Stürmische Hochzeit auf Schloss Atzelsberg

Diese Hochzeit hat mir vor allem eines gezeigt: Perfektion ist komplett überbewertet – und genau dann entstehen die besten Erinnerungen.

Schloss Atzelsberg liegt oben auf einem Berg, ziemlich frei und genau das hat man an diesem Tag auch gespürt. Es war ein Sommertag, aber schon während der Vorbereitungen wurde klar, dass ein Gewitter aufzieht. Der Wind wurde immer stärker, der Traubogen ist mehrmals umgestürzt und man hatte ständig das Gefühl, dass gleich alles kippt. Einen Plan B gab es nicht. Die Trauung war draußen geplant – und blieb es auch. Und trotzdem hat am Ende alles funktioniert. Die Trauung selbst und auch die Gratulationen danach haben komplett im Trockenen stattgefunden. Erst als alle drinnen waren, kam der Regen.

Was diesen Tag aber eigentlich besonders gemacht hat, war nicht das Wetter, sondern das Paar. Die beiden waren extrem entspannt. Kein Druck, kein „es muss alles perfekt sein“, sondern einfach die Vorfreude darauf, zu heiraten. Es gab keinen durchgetakteten Ablauf, keine lange Liste an Programmpunkten. Und genau das hat man gemerkt. Alles hatte eine Leichtigkeit, die man nicht planen kann. Je weniger festgezurrt ist, desto weniger kann schiefgehen – und selbst wenn, ist es plötzlich egal.

• • •

Aufgabenliste:
A: Worauf führt der Hochzeitsbericht zurück, dass der Tag besonders war? Antworte in ein bis drei Sätzen.
B: Gib den Abschnitt des Hochzeitsberichts wortgetreu wieder, der mit den Worten „Diese Hochzeit hat“ beginnt und mit „kam der Regen.“ endet.
C: Setze den Hochzeitsbericht über Schloss Atzelsberg im Anschluss an seinen letzten Satz fort.
Die Einträge sind eigenständiges Material und gehören nicht zum Hochzeitsbericht.

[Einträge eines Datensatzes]
• • •

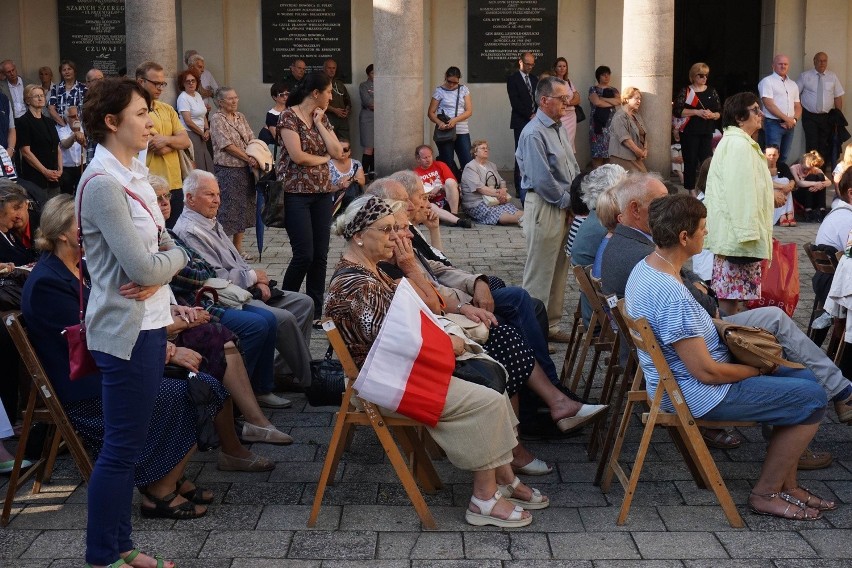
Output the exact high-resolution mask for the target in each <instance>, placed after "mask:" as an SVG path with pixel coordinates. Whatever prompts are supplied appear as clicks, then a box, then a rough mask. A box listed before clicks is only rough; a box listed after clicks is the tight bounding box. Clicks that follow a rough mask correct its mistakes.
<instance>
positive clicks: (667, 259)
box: [654, 250, 677, 274]
mask: <svg viewBox="0 0 852 568" xmlns="http://www.w3.org/2000/svg"><path fill="white" fill-rule="evenodd" d="M654 254H656V255H657V256H658V257H660V258H661V259H662V260H663V262H665V263H666V264H668V265H669V266H671V267H672V270H674V271H675V274H677V268H675V267H674V264H672V263H671V262H670V261H669V259H667V258H666V257H664V256H663V255H661V254H660V253H658V252H657V251H656V250H655V251H654Z"/></svg>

• • •

Antworten der Reihe nach:
A: Nicht auf das Wetter, sondern auf das Paar. Die beiden waren extrem entspannt, ohne Druck und ohne den Anspruch, dass alles perfekt sein muss, nur mit der Vorfreude darauf, zu heiraten.

B:
Diese Hochzeit hat mir vor allem eines gezeigt: Perfektion ist komplett überbewertet – und genau dann entstehen die besten Erinnerungen.

Schloss Atzelsberg liegt oben auf einem Berg, ziemlich frei und genau das hat man an diesem Tag auch gespürt. Es war ein Sommertag, aber schon während der Vorbereitungen wurde klar, dass ein Gewitter aufzieht. Der Wind wurde immer stärker, der Traubogen ist mehrmals umgestürzt und man hatte ständig das Gefühl, dass gleich alles kippt. Einen Plan B gab es nicht. Die Trauung war draußen geplant – und blieb es auch. Und trotzdem hat am Ende alles funktioniert. Die Trauung selbst und auch die Gratulationen danach haben komplett im Trockenen stattgefunden. Erst als alle drinnen waren, kam der Regen.

C:
Der Sturm war am Ende kein Problem, sondern eher ein Geschenk. Manche Paare buchen sich für genau so einen Effekt eine Windmaschine – wir hatten sie einfach da. Die Bilder haben dadurch eine Dynamik bekommen, die man so nicht inszenieren kann. Und vor allem: Man sieht, wie entspannt die beiden geblieben sind. Keine Anspannung, kein Kontrollverlust, sondern einfach ein Tag, der genauso genommen wurde, wie er kam.

Auch bei den Details hat sich dieser entspannte Ansatz durchgezogen. Nichts war überladen oder auf Perfektion getrimmt – alles durfte einfach funktionieren, ohne sich in den Vordergrund zu drängen.